### Excerpted data
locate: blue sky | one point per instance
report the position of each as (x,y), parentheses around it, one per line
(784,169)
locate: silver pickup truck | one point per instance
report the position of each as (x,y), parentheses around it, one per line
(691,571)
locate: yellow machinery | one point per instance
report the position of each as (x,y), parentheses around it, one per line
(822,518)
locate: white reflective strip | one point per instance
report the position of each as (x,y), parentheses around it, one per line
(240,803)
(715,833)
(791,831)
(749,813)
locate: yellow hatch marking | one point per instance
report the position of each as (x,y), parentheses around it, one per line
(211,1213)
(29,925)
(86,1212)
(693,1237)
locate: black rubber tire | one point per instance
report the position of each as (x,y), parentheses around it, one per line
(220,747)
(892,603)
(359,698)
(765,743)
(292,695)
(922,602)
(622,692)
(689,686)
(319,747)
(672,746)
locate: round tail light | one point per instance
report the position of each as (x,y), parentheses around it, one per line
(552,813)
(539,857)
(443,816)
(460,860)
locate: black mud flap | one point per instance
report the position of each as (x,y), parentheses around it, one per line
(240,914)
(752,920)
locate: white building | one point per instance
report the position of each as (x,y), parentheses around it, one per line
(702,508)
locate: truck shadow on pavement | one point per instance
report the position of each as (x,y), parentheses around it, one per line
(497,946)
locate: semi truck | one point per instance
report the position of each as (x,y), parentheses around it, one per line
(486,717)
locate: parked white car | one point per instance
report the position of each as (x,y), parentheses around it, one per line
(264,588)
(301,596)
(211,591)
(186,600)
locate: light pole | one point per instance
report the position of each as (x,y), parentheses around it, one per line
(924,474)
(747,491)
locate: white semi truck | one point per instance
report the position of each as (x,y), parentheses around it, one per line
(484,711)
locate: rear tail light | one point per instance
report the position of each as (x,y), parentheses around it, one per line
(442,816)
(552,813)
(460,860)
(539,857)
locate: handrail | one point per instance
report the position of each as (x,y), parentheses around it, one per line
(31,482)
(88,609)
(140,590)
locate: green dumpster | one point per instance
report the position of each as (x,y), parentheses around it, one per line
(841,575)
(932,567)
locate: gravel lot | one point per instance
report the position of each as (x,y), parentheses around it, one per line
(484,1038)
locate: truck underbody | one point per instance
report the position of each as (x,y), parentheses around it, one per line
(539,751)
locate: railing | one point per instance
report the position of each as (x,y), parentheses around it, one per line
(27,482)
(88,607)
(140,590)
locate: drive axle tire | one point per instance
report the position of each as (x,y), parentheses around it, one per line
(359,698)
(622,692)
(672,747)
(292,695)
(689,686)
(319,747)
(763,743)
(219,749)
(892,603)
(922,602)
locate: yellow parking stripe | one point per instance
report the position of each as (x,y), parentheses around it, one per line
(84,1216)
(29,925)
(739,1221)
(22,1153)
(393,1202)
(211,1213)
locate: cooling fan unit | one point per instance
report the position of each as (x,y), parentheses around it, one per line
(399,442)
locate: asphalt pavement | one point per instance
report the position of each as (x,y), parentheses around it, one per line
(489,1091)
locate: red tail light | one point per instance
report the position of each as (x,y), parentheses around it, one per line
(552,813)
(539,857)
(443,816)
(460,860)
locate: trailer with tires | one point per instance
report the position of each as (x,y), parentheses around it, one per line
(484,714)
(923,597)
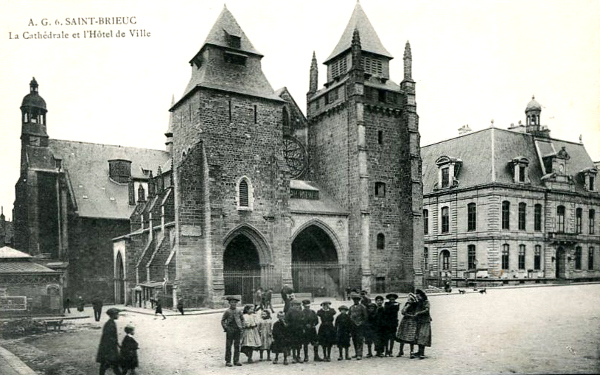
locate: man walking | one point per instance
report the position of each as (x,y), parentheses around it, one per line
(233,324)
(97,305)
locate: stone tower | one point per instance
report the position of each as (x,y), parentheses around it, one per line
(36,191)
(228,166)
(363,143)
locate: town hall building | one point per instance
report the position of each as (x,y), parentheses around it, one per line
(250,192)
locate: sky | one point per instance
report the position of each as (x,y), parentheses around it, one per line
(474,61)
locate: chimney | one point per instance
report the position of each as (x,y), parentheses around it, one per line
(464,129)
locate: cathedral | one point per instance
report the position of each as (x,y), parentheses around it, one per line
(250,191)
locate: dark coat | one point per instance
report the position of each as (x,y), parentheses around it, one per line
(108,351)
(129,349)
(327,334)
(310,320)
(280,338)
(343,326)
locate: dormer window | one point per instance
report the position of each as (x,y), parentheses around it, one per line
(588,176)
(449,168)
(520,167)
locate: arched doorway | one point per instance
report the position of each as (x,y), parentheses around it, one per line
(119,280)
(561,263)
(241,267)
(315,265)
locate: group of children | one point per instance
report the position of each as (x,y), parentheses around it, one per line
(374,324)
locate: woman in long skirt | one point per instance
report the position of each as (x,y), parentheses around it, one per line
(423,324)
(265,328)
(327,334)
(407,330)
(251,336)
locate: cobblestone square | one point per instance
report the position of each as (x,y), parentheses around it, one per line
(520,330)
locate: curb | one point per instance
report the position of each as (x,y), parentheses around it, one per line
(17,366)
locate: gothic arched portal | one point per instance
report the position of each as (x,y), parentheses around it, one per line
(315,265)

### Short problem
Write out every line from the one containing "locate: gothic arched" down to the final line of the rows above, keeping each line exactly as it stands.

### Expected output
locate: gothic arched portal | one point per instance
report the position of each as (x,y), parentheses around it, one per line
(315,265)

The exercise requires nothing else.